**TEXT UNDER STUDY:**

# # # #

2. Microsphere Filler Materials with Specific Structural Designs
Most currently marketed facial fillers containing biodegradable polyester microspheres feature solid, polydisperse microspheres. Microspheres with monodisperse sizes, porous/core-shell structures, topological morphologies, and composite compositions show potential application value in biodegradable polyester facial filler products.
Design of microspheres with specific structures.
3. Fully Liquid Degradable Regenerative Filler Materials
By copolymerizing hydrophilic polymers with biodegradable polyesters, amphiphilic biodegradable materials can be prepared. Through the rational design of polymer molecular weights and hydrophilic/hydrophobic segment ratios, fully liquid injectable degradable regenerative filler materials can be developed, featuring injectability and uniform filling. GOURI, a fully soluble (liquid) polycaprolactone (PCL) filler developed by Korean company Dexlevo, contains no particles and can be directly injected. It has obtained European CE certification and won the Best Injection Award at the AMWC Awards Ceremony in Monaco. According to related patents, this fully liquid injectable formulation contains amphiphilic polyester materials—hydrophilic components derived from polyethylene glycol, and hydrophobic components consisting of biodegradable polyester materials.
GOURI fully liquid PCL filler.
4. Regenerative Filler Products Based on Microneedle-Loaded Biodegradable Microspheres
By loading biodegradable polyester microspheres onto microneedle arrays, local overdosing and inflammation can be avoided. This approach yields a milder inflammatory response compared to dermal injections of PLLA microspheres. Microneedle-mediated delivery of PLLA microspheres not only rapidly initiates collagen production during the early treatment phase via micro-injury-induced wound healing cascades, but also induces a foreign body response through the microspheres to continuously stimulate collagen deposition, significantly enhancing neocollagenesis and offering great application value.
Schematic illustration of a composite microneedle (MN) device containing hyaluronic acid (HA) microneedle tips loaded with PLLA microspheres (PLLA MP), supported by a patch for rapid and long-lasting dermal collagen regeneration [2].
5. Application Scenario Innovation
In addition to facial filling applications, regenerative aesthetic filler products hold potential value in areas such as neck filling, abdominal muscle contouring, and leg filling.

# # # #

**AIM OF THE EXERCISE:**
Continue the text on biodegradable regenerative filler materials from the point where it stops. The records that come next are separate material and are not part of the text on biodegradable filler materials.

Saved data entries:
# # # #

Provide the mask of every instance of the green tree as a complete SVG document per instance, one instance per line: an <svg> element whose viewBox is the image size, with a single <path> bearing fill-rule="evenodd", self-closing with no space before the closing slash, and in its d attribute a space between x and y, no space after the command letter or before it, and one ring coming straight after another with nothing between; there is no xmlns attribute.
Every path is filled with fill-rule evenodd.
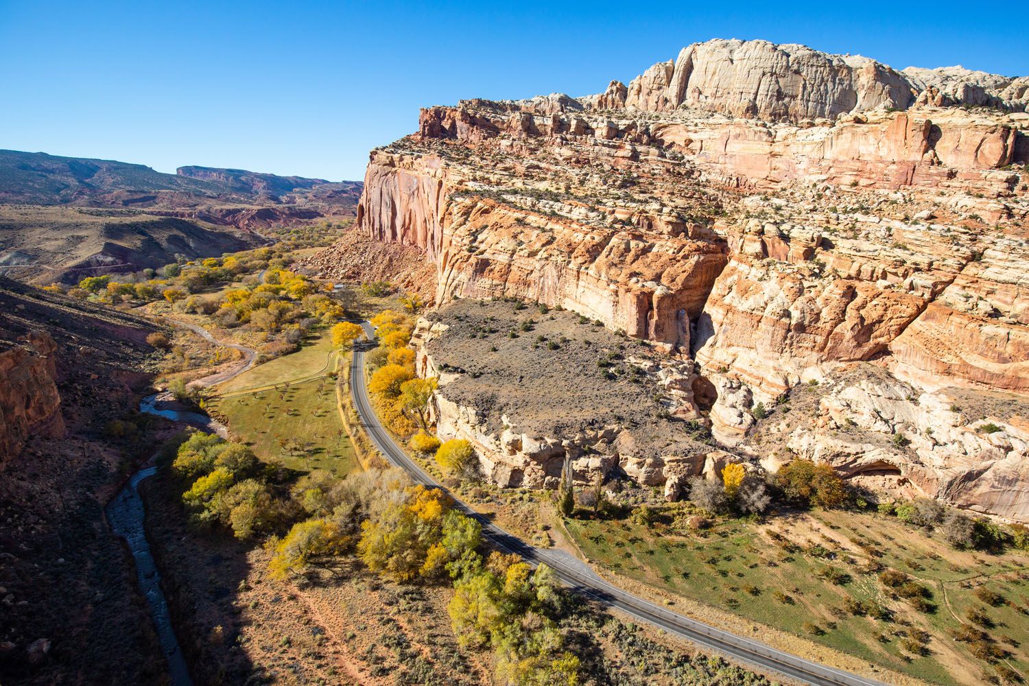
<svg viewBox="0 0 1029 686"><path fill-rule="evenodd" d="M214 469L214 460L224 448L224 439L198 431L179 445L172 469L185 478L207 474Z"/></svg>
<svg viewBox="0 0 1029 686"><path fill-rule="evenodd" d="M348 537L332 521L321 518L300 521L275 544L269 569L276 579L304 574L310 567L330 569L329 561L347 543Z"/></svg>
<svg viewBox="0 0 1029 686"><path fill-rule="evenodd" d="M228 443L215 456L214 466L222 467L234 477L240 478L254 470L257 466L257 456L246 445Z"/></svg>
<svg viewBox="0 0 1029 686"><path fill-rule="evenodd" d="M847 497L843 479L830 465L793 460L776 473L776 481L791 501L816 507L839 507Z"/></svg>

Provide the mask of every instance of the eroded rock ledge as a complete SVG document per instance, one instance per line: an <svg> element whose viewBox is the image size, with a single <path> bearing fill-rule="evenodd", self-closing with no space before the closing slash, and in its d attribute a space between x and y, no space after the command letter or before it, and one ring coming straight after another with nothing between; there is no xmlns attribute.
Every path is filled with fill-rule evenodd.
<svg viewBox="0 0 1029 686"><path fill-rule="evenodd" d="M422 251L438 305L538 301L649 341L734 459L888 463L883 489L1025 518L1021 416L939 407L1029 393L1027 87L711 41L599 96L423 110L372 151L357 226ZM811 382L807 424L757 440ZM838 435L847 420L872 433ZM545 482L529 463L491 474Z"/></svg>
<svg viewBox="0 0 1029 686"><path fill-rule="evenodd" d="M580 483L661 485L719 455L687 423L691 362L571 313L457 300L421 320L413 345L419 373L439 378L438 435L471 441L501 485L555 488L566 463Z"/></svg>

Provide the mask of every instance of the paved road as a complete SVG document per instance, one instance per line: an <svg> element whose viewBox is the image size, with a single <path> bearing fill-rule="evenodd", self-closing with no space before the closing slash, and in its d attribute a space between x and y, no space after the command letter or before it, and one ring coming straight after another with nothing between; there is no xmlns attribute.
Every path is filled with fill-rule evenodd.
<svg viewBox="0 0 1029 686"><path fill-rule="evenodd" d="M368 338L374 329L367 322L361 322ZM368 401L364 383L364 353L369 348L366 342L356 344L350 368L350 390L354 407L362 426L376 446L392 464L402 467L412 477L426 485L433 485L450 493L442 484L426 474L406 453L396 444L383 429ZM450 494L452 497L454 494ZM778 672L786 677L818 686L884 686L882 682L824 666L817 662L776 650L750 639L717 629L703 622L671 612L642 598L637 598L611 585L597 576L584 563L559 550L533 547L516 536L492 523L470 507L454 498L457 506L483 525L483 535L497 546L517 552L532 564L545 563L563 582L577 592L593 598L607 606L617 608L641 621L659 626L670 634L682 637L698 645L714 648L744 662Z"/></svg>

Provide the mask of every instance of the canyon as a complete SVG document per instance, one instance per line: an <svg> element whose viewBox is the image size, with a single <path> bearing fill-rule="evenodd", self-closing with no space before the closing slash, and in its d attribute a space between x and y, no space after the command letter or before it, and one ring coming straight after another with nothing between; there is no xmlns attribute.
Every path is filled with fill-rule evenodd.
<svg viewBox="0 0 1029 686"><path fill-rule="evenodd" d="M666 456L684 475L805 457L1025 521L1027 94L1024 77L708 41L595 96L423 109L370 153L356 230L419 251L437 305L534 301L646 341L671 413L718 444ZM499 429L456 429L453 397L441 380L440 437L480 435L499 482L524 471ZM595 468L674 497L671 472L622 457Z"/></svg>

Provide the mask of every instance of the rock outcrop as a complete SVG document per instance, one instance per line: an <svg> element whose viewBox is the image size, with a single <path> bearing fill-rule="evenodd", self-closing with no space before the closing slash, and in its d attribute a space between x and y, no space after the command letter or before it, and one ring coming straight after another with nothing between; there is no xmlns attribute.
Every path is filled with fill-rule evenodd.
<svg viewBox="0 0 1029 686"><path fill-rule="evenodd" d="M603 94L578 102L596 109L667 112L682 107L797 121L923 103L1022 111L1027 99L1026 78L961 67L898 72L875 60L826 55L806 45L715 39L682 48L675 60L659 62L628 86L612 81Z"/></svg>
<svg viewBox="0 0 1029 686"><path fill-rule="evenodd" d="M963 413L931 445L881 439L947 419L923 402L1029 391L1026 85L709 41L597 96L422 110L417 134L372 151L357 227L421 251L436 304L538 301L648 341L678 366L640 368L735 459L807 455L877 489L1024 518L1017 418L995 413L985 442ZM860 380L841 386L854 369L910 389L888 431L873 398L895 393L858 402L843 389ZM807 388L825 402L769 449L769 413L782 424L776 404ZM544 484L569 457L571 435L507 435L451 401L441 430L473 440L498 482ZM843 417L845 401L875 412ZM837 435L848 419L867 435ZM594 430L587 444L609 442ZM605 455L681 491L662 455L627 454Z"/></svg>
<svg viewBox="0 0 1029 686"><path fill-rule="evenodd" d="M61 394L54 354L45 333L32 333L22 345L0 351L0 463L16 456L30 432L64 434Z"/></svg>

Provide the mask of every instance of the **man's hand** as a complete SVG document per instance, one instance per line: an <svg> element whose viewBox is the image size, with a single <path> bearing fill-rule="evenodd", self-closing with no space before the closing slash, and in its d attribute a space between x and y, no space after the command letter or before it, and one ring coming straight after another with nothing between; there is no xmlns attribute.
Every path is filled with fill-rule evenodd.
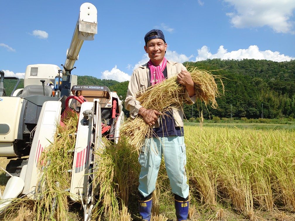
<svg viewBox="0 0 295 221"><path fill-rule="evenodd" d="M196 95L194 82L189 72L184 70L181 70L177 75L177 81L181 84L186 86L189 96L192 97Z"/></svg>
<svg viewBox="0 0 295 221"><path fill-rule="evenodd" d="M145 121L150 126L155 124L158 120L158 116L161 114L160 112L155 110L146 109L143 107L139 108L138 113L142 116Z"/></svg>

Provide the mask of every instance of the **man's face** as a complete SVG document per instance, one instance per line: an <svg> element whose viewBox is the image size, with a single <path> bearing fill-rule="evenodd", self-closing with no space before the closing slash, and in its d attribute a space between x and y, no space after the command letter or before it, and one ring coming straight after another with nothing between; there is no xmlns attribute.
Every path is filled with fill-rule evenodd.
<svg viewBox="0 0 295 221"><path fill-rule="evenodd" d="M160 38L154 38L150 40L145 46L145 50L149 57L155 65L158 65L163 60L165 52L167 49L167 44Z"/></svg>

# # # #

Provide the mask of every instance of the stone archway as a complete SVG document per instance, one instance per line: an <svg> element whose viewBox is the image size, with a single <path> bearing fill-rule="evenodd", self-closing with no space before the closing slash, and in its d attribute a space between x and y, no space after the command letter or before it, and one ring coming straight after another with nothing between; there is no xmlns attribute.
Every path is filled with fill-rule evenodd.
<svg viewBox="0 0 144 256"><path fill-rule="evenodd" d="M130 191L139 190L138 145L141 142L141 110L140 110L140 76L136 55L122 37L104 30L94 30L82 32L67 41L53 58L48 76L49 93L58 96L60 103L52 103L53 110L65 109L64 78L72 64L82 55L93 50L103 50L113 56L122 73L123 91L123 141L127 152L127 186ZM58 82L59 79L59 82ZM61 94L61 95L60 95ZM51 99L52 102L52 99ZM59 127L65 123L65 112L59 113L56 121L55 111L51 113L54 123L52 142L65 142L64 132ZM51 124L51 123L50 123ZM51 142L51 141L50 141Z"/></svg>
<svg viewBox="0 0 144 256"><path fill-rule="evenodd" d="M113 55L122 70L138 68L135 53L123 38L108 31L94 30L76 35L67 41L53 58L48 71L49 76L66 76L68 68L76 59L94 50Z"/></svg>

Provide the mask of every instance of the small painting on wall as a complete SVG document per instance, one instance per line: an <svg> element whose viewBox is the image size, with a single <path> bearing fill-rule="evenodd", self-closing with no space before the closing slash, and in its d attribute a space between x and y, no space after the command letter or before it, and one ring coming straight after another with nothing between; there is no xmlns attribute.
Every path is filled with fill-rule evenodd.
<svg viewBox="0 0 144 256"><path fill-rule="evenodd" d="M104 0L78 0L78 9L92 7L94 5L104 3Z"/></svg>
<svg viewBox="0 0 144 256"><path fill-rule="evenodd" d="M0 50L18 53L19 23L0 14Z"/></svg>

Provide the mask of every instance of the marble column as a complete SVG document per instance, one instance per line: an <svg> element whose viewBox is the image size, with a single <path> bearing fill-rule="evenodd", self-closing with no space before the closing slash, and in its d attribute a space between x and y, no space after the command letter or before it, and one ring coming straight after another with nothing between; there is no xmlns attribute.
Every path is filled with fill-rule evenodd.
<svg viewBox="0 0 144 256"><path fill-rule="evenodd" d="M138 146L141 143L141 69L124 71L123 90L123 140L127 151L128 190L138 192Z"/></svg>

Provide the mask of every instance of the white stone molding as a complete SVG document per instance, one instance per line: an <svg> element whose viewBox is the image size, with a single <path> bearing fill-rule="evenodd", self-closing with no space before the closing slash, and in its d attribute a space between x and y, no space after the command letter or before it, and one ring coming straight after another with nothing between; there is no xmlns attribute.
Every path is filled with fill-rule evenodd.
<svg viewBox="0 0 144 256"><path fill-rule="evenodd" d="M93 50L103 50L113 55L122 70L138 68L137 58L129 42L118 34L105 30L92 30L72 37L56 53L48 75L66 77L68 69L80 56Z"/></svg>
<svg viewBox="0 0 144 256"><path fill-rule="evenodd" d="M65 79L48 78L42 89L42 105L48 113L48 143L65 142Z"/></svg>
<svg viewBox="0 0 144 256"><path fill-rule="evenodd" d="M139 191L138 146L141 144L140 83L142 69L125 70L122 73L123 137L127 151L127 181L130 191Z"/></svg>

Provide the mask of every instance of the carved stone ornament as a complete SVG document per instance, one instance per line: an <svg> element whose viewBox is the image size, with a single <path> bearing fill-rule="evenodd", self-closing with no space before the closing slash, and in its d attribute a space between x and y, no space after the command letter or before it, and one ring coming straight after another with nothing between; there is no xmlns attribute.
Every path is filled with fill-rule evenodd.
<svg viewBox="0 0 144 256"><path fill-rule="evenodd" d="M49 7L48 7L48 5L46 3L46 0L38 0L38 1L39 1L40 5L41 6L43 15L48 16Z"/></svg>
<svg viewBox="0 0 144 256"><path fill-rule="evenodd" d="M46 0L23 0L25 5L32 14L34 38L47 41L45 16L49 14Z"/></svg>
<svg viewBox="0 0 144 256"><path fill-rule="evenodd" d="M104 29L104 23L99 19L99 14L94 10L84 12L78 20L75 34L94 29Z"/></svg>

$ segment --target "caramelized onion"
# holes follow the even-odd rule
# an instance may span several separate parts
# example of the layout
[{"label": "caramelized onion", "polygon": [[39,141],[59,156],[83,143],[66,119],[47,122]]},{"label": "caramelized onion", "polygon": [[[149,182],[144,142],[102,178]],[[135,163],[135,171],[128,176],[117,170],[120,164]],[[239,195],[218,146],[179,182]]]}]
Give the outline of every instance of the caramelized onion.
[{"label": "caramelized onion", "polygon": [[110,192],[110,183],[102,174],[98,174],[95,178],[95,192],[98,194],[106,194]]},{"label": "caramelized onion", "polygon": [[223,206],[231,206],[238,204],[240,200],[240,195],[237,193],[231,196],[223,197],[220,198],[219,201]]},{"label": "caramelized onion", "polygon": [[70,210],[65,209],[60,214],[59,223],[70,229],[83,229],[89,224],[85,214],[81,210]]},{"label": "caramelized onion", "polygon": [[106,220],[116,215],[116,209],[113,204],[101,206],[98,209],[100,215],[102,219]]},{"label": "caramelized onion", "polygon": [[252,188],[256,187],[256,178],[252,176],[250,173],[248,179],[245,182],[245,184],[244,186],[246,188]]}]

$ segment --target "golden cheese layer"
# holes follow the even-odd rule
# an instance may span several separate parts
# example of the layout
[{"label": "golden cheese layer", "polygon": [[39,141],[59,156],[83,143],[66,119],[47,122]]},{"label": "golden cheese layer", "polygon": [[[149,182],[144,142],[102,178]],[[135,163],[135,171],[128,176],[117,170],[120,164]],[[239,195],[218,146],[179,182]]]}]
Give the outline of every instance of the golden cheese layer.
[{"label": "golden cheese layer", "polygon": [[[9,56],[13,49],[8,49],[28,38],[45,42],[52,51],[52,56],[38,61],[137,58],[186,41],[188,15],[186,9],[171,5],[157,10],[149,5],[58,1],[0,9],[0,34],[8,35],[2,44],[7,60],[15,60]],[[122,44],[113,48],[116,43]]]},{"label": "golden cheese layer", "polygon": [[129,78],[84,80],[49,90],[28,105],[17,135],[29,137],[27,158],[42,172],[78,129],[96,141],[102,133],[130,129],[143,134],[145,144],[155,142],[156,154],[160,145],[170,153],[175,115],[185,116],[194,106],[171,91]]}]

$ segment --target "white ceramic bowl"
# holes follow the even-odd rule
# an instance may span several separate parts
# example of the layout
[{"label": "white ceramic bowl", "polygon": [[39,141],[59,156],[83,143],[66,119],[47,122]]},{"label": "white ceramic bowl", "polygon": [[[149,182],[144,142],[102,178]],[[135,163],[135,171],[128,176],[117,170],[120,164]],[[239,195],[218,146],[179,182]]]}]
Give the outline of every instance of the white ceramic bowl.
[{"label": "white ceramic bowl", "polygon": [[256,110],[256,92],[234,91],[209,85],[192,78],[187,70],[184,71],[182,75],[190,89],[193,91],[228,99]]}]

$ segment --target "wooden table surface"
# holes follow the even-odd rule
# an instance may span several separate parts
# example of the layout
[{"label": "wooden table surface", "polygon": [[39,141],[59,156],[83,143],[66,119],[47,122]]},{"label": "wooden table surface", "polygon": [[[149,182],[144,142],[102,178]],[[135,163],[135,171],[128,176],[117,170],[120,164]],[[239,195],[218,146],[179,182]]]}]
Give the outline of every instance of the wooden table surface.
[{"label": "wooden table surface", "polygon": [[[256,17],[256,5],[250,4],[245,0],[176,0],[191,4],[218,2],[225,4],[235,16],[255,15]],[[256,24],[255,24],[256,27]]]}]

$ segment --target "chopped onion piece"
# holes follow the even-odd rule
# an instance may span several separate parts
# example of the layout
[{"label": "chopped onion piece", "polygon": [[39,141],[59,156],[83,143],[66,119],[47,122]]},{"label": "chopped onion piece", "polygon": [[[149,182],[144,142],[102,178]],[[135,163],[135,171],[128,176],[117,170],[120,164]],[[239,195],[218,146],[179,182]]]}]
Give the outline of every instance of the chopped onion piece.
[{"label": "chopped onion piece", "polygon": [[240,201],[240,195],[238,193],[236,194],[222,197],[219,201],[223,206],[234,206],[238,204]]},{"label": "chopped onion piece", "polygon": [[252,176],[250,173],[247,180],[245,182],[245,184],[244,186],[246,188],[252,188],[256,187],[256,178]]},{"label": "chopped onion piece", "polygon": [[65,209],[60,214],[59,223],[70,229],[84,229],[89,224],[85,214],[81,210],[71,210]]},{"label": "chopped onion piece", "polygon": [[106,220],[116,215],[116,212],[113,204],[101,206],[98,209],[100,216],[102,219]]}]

# # # #

**WRITTEN REPLY:**
Application scenarios for tissue filling in different body regions.
After decades of research and application exploration, the safety and efficacy of biodegradable polyester materials in regenerative aesthetic filler products have been verified. The development of the next generation of products is highly anticipated. The unique advantages of biodegradable polyester materials and microspheres offer ample room for innovation and development in regenerative aesthetic filler products. Innovations such as specific degradation design, special microsphere structural design, fully liquid injectables, microneedle loading, and diversified injection sites have great potential to drive the continued evolution of regenerative aesthetic fillers.
References
1. Li, X., Liao, X., Jia, Z., Liu, S., Li, P., Li, L., Zhang, W., Niu, X. and Fan, Y., 2024. Biodegradable PLLA/PLGA microspheres/collagen composites for continuous soft tissue augmentation. Composites Part B: Engineering, 283, 111603.
2. Chen, M.C., Chang, C.C., Wu, C.L., Chiang, P.M., Yeh, C.C., Chen, Y.H. and Sheu, M.T., 2024. Augmenting dermal collagen synthesis through hyaluronic acid-based microneedle-mediated delivery of poly (l-lactic acid) microspheres. International Journal of Biological Macromolecules, 281, 136311.
3. Goldie, K., Peeters, W., Alghoul, M., Butterwick, K., Casabona, G., Chao, Y.Y.Y., Costa, J., Eviatar, J., Fabi, S.G., Lupo, M. and Sattler, G., 2018. Global consensus guidelines for the injection of diluted and hyperdiluted calcium hydroxylapatite for skin tightening. Dermatologic Surgery, 44, S32-S41.